GIVEN REQUEST:
Copy the listing below, swapping every "instance" for "occurrence" and leaving everything else as it is.

RECORD EXCERPTS:
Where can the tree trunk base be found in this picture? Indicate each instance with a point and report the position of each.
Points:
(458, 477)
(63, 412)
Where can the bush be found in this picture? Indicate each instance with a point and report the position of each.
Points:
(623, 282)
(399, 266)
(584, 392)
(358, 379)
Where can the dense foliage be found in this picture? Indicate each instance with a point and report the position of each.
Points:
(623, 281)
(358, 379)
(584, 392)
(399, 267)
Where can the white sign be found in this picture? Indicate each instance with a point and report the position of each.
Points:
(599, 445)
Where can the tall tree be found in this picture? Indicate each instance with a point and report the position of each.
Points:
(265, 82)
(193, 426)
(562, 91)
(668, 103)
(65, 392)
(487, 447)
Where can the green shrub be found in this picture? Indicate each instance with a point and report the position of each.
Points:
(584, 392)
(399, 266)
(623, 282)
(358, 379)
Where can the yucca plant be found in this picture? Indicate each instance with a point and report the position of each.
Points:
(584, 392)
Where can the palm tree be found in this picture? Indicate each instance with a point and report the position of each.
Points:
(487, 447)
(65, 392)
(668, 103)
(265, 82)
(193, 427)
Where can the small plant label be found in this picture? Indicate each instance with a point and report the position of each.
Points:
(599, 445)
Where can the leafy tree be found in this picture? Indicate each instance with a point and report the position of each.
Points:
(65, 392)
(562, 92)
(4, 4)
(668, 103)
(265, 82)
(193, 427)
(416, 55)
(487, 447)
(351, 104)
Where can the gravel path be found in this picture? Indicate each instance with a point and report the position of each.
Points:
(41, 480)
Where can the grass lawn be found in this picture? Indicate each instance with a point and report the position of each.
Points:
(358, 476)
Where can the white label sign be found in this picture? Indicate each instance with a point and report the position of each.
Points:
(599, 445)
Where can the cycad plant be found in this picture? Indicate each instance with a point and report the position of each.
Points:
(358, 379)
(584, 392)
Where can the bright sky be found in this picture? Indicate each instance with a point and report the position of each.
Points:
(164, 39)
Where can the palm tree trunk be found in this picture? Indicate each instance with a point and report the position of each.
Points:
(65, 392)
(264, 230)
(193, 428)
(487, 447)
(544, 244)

RESULT FOR THIS TASK:
Where can the tree trunk base be found in this picture? Indicate each occurrence with a point and report the position of each.
Points:
(458, 477)
(63, 412)
Where can the bush be found in this picture? Indicate each occurrence with a point and report the position of each.
Points:
(623, 282)
(399, 266)
(584, 392)
(358, 379)
Where can the dense foliage be found in this picture? Indicate each occurrence with a point and report the position of each.
Points:
(623, 281)
(358, 379)
(584, 392)
(399, 267)
Where can the white sign be found in this picture? Indicate each occurrence with a point and report the position of each.
Points:
(599, 445)
Where can the tall tree be found in this picture? Indicate each occurrence with a point and report the position of each.
Points:
(265, 82)
(193, 426)
(562, 91)
(668, 103)
(65, 392)
(487, 447)
Where can the green shrub be found in this picture? Indicate each occurrence with a point and report the position of each.
Points:
(584, 392)
(399, 266)
(623, 282)
(358, 379)
Where can the yucca plant be found in this picture? Indicate each occurrence with a point and report the position of each.
Points:
(584, 392)
Where can the palm tree be found in this picture? Indicate each occurrence with a point and report the position of each.
Points:
(487, 447)
(65, 392)
(668, 103)
(265, 82)
(193, 427)
Where can the small plant label be found in this picture? Indicate each occurrence with a point and report the position of each.
Points:
(599, 445)
Where can the leafy tree be found in this picture? Indicate each occurrence with a point and report the position of each.
Points:
(65, 392)
(562, 92)
(4, 4)
(668, 103)
(265, 82)
(193, 427)
(416, 55)
(487, 447)
(351, 104)
Where can the gravel path be found in this picture? Indicate each occurrence with a point and report the position of each.
Points:
(41, 480)
Where can the grass lawn be found in this picture? Indicate each occurrence with a point and report the position of each.
Points:
(358, 476)
Where can the white label sign be found in this picture? Indicate each occurrence with a point and report the position of each.
Points:
(599, 445)
Where can the cycad plant be found in this picture? Indicate each occurrence with a point and report the position of each.
Points:
(358, 379)
(584, 392)
Where can the bright sky be found in this picture? Indicate each occurrence with a point and report the position of each.
Points:
(164, 39)
Where can the palm tree trunk be found in this picture? Indicate each occurrence with a point and report the position of each.
Points:
(65, 392)
(264, 230)
(193, 428)
(487, 447)
(544, 244)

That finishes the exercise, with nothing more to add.